Copy out the line containing "# for each instance of the red chess" and each line after it, through the last one in the material, exactly as written.
--------
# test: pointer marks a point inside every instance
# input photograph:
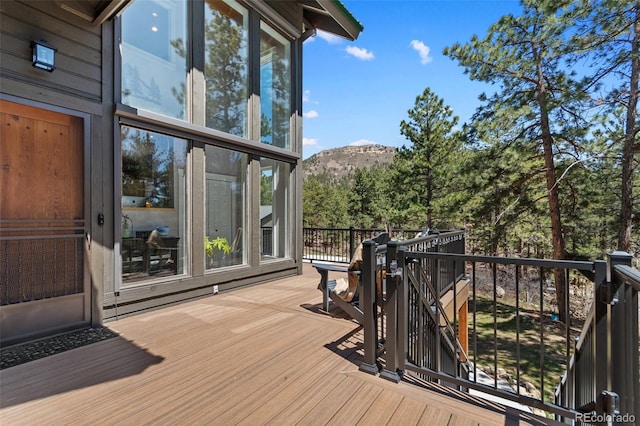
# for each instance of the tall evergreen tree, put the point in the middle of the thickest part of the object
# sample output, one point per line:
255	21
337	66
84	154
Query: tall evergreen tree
521	55
225	74
426	163
610	37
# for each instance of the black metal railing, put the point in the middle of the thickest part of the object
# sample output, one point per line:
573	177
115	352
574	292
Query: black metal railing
491	325
602	381
338	244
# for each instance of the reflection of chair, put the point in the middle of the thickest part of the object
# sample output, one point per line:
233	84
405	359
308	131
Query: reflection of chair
161	252
236	247
345	293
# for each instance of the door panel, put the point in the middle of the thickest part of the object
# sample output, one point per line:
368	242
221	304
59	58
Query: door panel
42	223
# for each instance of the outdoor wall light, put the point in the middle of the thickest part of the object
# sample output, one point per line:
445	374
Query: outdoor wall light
44	56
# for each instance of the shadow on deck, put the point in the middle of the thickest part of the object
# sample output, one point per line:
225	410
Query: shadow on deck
261	355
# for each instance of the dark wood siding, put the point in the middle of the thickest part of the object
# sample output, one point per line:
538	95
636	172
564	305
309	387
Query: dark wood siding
78	58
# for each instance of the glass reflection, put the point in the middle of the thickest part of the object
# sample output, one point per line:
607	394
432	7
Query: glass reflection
274	209
154	66
275	87
226	63
225	209
153	205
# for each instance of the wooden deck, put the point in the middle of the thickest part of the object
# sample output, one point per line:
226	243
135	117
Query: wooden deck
260	355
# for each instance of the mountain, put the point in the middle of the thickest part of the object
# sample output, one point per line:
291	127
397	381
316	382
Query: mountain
339	162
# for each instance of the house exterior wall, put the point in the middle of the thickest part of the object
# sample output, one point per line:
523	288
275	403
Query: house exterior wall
85	84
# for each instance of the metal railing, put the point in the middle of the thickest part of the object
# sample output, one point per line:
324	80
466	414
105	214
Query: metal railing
338	244
602	377
442	315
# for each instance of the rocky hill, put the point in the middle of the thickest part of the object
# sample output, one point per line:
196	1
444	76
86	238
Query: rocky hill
339	162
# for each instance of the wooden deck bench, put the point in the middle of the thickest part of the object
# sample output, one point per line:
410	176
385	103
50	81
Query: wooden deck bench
327	286
353	308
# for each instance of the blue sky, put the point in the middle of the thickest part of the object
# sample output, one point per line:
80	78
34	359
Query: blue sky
358	92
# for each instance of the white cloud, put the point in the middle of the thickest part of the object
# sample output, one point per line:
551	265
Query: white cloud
423	50
328	37
359	53
361	142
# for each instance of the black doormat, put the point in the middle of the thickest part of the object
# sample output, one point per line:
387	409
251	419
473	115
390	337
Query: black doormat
11	356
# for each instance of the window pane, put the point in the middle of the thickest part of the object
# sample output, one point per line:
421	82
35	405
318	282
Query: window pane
225	209
275	87
274	209
153	205
226	64
154	66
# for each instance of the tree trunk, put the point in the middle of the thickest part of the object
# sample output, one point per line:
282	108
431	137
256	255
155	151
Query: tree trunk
559	251
626	207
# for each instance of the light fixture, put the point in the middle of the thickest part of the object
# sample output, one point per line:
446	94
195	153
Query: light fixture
43	55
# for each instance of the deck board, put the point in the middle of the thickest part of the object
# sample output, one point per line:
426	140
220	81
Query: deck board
266	354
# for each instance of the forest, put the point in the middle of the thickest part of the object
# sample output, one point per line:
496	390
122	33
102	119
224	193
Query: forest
548	164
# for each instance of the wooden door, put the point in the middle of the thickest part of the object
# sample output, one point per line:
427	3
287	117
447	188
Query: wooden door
42	223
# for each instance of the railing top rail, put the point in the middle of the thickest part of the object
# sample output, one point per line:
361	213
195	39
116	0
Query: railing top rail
418	240
545	263
628	275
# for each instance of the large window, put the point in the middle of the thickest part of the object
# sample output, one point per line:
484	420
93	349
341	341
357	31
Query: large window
275	88
154	65
223	74
274	211
153	204
225	207
226	63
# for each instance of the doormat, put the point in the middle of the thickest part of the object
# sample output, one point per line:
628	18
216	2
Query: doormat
11	356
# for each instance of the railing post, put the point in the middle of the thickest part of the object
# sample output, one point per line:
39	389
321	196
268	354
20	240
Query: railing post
403	298
624	336
601	330
352	246
390	372
368	271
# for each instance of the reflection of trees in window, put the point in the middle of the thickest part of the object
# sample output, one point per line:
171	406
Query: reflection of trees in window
147	171
275	92
266	188
225	70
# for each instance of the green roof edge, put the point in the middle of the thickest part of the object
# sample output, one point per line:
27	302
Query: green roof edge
349	14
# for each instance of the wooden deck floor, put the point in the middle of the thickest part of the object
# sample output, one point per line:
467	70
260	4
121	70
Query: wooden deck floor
260	355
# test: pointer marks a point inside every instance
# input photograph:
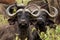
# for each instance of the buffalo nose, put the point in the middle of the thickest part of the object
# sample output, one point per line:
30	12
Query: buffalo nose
23	20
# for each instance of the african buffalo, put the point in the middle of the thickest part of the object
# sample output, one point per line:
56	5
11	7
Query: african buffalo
19	22
42	17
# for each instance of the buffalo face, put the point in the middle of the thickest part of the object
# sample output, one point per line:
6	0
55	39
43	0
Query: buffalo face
23	17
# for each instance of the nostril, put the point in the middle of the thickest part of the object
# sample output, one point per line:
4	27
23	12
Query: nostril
23	20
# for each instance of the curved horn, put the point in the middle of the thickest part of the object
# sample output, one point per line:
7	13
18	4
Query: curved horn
36	10
8	9
56	12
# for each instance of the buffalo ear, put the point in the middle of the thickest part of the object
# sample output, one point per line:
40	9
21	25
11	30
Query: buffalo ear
11	21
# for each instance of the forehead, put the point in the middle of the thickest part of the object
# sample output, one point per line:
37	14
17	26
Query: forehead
23	10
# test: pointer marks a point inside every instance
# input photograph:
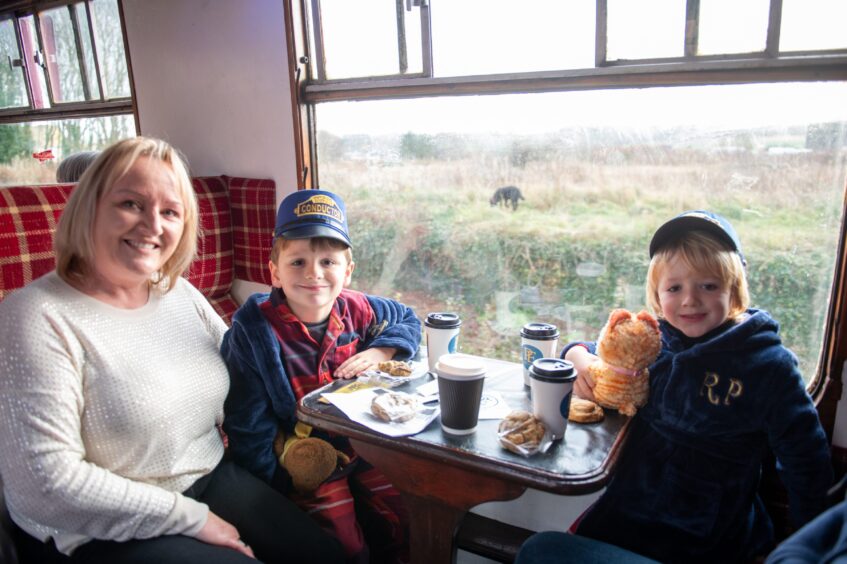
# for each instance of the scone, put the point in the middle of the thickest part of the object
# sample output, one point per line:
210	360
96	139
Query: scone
584	411
520	428
394	406
395	368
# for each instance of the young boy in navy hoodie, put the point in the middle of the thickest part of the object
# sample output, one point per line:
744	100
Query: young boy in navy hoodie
723	391
306	332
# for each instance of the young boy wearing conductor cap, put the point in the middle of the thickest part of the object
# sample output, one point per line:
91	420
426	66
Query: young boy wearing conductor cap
309	330
724	392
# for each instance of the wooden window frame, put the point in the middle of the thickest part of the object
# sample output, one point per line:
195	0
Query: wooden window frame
769	66
98	106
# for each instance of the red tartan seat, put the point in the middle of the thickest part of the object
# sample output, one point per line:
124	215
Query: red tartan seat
236	218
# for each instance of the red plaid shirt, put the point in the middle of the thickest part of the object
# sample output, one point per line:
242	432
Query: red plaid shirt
309	364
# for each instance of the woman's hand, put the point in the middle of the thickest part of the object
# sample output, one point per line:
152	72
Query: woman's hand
365	360
220	533
581	358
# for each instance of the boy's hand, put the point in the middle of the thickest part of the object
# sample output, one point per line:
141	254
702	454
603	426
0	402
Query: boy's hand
581	358
365	360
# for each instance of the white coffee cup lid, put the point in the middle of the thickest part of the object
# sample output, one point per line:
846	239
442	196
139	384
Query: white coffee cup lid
458	364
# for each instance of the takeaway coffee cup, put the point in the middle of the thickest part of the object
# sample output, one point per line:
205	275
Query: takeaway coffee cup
460	381
538	340
442	335
551	384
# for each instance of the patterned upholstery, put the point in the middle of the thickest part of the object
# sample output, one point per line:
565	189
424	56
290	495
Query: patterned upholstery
253	208
28	218
29	214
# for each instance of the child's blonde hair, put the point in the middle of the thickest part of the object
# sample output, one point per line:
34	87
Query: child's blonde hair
74	239
701	252
315	243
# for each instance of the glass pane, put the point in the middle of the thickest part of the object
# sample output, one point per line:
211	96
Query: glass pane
645	30
61	56
598	172
90	70
728	26
360	38
110	48
501	36
809	25
12	85
30	152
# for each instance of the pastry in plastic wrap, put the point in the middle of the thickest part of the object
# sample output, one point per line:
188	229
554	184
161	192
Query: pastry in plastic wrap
395	368
628	344
584	411
521	432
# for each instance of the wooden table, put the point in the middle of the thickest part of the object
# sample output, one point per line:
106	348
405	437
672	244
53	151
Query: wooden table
442	476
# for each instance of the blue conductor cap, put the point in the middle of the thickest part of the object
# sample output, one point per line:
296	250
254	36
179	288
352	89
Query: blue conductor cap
312	213
696	220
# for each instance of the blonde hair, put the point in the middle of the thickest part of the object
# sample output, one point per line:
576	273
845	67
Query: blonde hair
315	243
701	252
73	243
72	167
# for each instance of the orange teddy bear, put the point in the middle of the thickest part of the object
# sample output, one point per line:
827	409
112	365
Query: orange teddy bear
628	344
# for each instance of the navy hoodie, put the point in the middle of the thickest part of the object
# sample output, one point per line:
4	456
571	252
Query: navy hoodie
686	486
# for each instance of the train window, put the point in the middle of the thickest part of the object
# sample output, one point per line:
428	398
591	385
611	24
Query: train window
30	152
522	177
563	38
660	36
64	86
823	16
732	27
12	85
596	173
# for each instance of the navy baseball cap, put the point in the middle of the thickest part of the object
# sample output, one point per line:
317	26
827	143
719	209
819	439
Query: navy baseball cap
312	213
696	220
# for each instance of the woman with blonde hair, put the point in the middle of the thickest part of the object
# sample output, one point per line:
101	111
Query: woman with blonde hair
112	389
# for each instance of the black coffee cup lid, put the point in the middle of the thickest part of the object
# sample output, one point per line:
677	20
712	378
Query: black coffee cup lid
443	320
552	370
542	330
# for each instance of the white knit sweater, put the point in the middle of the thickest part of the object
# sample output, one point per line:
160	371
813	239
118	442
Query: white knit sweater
107	414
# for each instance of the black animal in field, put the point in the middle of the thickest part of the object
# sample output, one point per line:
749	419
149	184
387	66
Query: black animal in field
507	195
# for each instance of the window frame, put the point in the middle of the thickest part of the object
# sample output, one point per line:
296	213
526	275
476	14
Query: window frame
97	107
768	66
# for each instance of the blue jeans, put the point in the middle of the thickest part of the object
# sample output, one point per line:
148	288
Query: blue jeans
553	547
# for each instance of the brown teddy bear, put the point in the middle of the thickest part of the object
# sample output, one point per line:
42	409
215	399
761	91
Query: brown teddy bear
308	460
628	344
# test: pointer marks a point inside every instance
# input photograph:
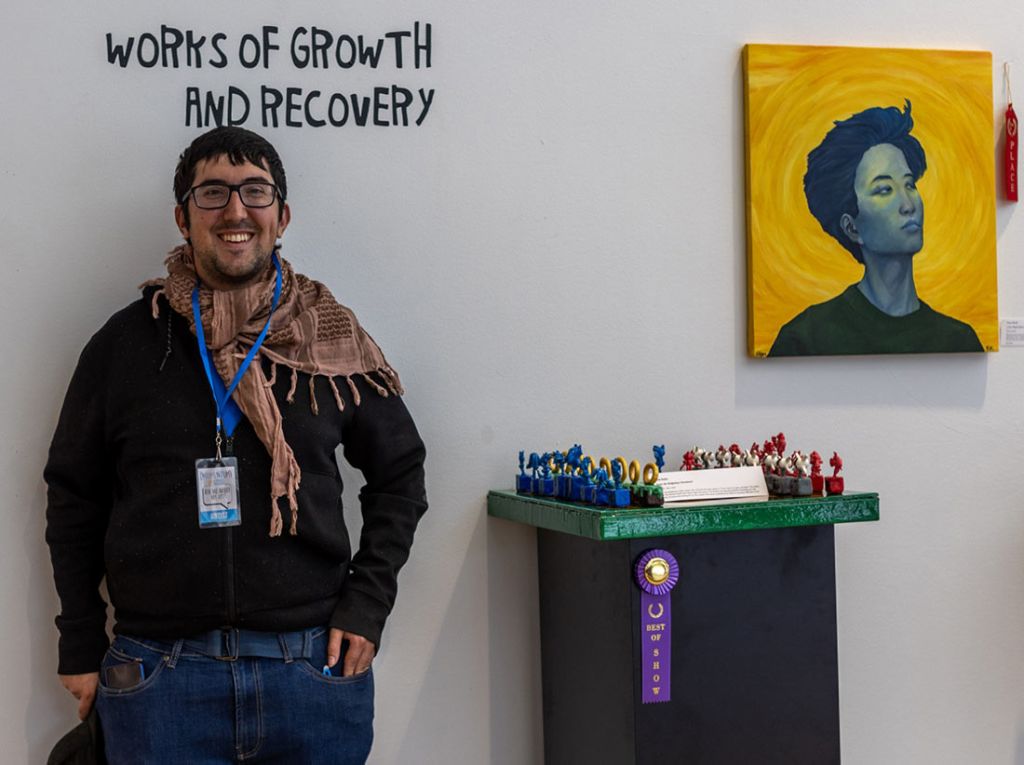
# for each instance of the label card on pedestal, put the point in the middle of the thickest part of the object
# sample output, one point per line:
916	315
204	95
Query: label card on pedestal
718	483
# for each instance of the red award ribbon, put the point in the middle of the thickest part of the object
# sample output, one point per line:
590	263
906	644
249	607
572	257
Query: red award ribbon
656	572
1010	158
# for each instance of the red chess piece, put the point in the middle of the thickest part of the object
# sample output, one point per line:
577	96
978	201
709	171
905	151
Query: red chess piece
834	484
817	480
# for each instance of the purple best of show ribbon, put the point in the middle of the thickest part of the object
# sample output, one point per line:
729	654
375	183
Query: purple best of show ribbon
656	572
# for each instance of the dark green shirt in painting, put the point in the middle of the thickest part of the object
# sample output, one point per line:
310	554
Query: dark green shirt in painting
849	324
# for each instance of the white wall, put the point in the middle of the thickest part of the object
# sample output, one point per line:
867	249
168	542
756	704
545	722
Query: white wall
--------
» **REPLY**:
# for each instance of the red chess piece, put the point in the middle of the thickest part of the object
# sample output, one point per line:
577	96
978	201
709	171
905	151
Query: red chess piece
834	484
817	480
# for each instance of the purple best of show ribbon, put the point in the middle of the thickest part of the object
# sample output, one point per line:
729	654
375	183
Query: purple best of show ribbon
656	572
# for each instance of the dark green shirt in painting, put the point in the middle of the thickest part of the object
# sample output, one point per line:
310	554
Query: dark green shirt in painting
849	324
# for each instance of the white wall, put the point in the middle of the thickest part of the object
# sample output, one point per line:
867	249
168	542
756	704
545	722
Query: white wall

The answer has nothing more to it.